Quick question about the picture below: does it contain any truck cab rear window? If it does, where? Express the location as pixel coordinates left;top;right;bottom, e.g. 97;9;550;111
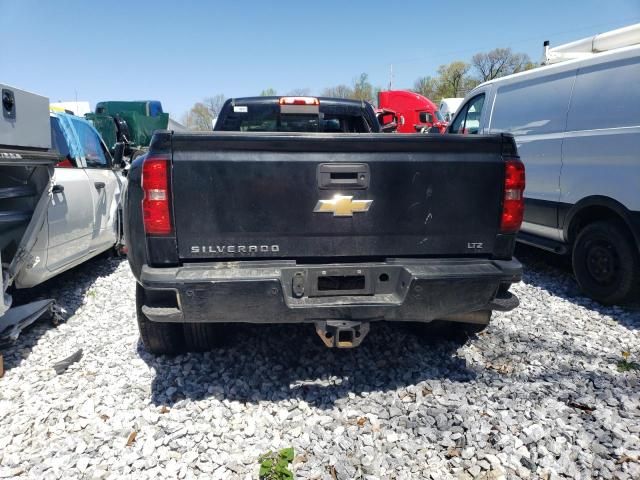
219;105;370;133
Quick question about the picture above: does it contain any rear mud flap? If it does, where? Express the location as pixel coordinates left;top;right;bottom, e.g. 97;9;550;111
315;320;369;348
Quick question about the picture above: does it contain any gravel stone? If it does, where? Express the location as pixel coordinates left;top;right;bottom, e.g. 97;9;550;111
0;249;640;480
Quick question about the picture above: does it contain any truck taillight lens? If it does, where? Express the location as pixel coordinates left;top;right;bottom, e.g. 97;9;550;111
142;157;172;235
500;157;525;233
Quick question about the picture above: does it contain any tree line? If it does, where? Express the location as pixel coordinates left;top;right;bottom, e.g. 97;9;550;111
182;48;537;130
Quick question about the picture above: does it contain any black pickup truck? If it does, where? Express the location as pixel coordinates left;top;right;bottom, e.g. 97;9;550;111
124;99;524;353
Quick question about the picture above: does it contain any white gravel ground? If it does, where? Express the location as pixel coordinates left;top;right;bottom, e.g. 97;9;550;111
0;250;640;480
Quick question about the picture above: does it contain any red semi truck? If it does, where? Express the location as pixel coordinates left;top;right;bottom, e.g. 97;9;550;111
378;90;447;133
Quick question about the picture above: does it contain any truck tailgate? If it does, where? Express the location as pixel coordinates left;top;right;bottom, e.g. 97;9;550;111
171;133;505;261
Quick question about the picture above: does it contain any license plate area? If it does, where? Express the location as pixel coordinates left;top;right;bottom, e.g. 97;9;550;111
307;268;374;297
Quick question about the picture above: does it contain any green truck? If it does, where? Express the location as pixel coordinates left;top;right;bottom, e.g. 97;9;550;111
85;100;169;160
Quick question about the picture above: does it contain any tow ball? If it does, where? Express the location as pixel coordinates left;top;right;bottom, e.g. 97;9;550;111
315;320;369;348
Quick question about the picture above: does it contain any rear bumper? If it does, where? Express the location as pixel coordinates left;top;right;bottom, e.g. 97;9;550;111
139;259;522;323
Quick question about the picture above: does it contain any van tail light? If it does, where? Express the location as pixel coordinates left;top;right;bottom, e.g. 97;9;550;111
500;157;525;233
142;156;173;235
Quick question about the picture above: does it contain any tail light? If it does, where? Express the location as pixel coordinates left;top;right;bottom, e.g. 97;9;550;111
142;157;173;235
500;157;525;233
280;97;320;105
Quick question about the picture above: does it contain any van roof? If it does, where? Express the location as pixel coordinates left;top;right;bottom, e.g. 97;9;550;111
465;45;640;99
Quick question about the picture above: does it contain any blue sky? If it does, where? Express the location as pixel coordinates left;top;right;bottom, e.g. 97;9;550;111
0;0;640;119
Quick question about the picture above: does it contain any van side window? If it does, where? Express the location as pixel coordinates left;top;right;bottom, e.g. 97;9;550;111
490;70;576;135
567;57;640;131
449;93;484;135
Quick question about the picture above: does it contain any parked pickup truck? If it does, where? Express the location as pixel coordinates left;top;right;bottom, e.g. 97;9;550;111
124;119;524;353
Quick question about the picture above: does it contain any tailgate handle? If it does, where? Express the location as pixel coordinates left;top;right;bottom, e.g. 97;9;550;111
318;163;369;189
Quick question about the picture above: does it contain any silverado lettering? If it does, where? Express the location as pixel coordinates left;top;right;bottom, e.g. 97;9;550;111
191;245;280;253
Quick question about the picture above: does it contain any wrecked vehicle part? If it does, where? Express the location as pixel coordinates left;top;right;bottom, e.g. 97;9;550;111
0;299;53;348
0;85;58;342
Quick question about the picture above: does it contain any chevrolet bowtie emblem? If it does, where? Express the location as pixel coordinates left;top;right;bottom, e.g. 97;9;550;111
313;195;373;217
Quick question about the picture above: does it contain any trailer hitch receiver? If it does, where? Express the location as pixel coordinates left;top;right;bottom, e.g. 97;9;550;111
315;320;369;348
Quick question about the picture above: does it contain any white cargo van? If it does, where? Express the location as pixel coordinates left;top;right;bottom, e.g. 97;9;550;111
448;24;640;303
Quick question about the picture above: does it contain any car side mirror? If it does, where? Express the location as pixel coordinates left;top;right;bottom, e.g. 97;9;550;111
113;142;127;168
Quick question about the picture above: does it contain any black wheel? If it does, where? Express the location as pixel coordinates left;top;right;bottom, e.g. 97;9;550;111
572;221;640;304
183;323;222;352
136;283;184;355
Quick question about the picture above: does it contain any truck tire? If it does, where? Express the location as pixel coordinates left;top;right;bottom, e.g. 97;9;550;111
571;220;640;305
136;283;184;355
183;323;221;352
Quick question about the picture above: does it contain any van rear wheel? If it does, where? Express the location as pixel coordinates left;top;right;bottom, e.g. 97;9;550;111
136;283;184;355
572;220;640;304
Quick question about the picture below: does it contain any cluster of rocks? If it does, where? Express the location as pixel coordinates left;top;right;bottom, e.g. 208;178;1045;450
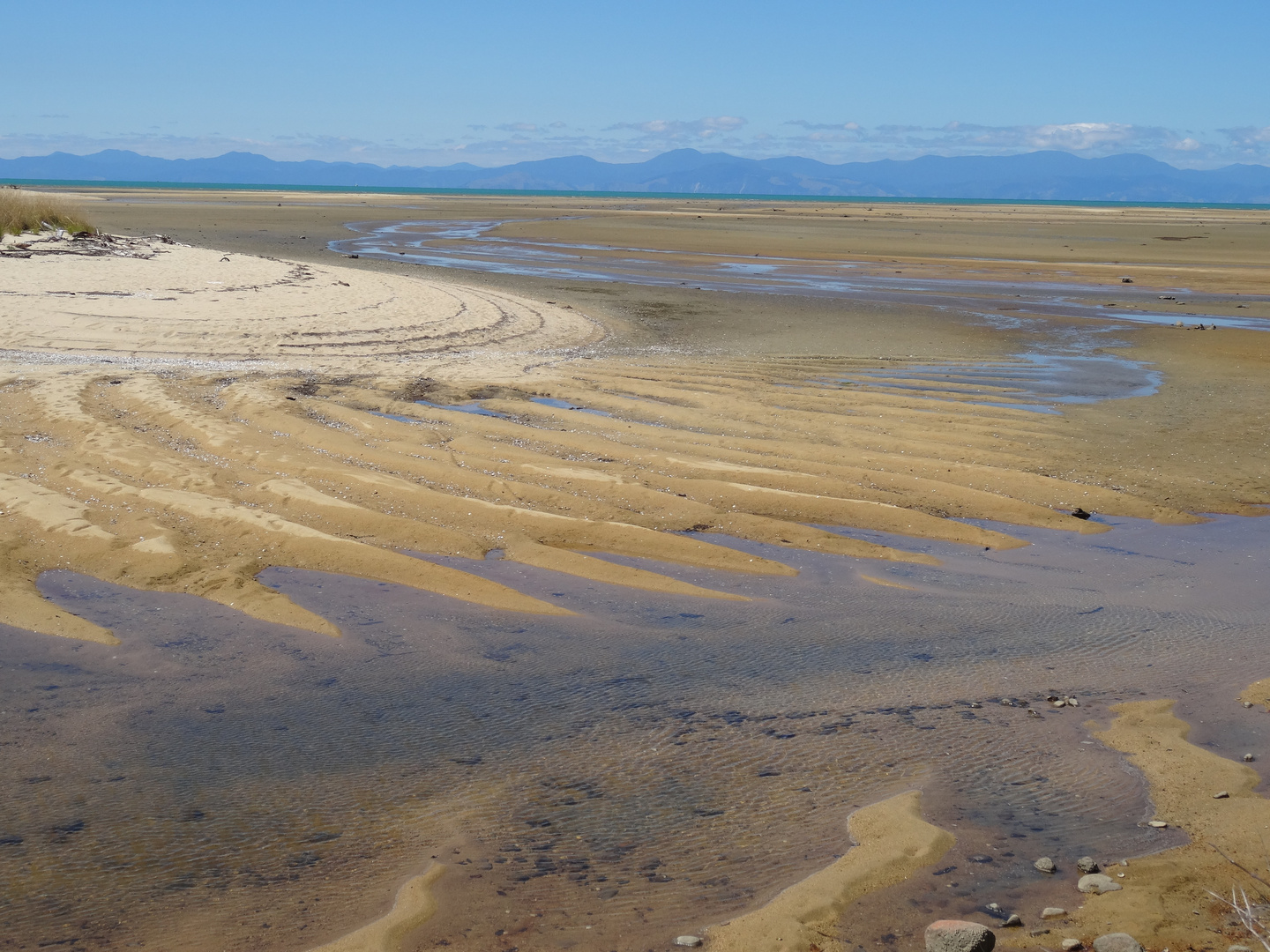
926;908;1143;952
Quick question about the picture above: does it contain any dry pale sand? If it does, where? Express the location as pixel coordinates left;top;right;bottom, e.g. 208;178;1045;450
0;231;1229;640
0;191;1270;948
303;863;445;952
707;791;956;952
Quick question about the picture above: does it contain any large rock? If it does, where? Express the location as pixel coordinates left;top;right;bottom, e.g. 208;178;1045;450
1094;932;1142;952
926;919;997;952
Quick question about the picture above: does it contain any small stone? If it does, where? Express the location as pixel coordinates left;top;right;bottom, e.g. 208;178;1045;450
1076;874;1124;894
1094;932;1142;952
926;919;997;952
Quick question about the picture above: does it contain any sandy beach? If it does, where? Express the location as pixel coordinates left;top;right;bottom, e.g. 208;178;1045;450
0;190;1270;952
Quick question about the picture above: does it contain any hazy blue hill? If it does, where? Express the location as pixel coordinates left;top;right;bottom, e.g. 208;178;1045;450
0;148;1270;203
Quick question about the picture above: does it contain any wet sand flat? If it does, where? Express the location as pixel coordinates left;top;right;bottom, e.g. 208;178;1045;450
0;191;1270;949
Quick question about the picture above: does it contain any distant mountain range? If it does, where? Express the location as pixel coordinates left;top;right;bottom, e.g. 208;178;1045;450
0;148;1270;203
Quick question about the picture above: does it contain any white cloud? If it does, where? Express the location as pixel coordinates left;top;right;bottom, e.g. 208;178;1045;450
0;115;1270;167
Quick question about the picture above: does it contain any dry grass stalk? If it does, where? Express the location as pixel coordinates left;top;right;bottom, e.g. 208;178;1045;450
0;188;95;234
1207;888;1270;952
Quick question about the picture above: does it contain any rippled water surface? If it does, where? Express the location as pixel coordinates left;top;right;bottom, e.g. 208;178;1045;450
329;221;1270;330
0;518;1270;951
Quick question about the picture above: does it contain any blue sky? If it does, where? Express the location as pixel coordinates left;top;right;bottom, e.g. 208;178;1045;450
0;0;1270;167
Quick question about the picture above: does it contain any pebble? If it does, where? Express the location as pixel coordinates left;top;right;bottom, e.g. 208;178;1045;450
926;919;997;952
1076;874;1124;894
1094;932;1143;952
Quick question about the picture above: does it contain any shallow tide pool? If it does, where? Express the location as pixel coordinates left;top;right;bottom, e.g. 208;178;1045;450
0;517;1270;952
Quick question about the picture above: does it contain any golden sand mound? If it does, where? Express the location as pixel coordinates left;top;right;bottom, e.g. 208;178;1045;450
0;242;1214;641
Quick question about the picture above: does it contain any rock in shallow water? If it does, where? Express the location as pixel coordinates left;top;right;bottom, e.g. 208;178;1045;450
926;919;997;952
1094;932;1143;952
1076;874;1124;893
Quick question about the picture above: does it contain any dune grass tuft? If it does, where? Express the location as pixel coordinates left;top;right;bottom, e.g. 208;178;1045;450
0;188;95;234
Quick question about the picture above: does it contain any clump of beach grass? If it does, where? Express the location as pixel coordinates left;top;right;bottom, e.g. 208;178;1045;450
0;188;95;234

──────────────────────────────

Task prompt
Please write out the records above without any change, everything from the line that contains "contain any tailgate" down to the line that contains "191;245;280;253", with both of those lines included.

Output for this exercise
Quick question about the picture above: does it contain any tailgate handle? If it does, where? Express the location as pixel coordinates left;top;right;bottom, e.g. 97;9;550;111
318;163;369;189
Quick question about the picture above: does it contain any silverado lettering? If it does, where? Express the location as pixel coordinates left;top;right;bottom, e.g. 97;9;550;111
191;245;280;253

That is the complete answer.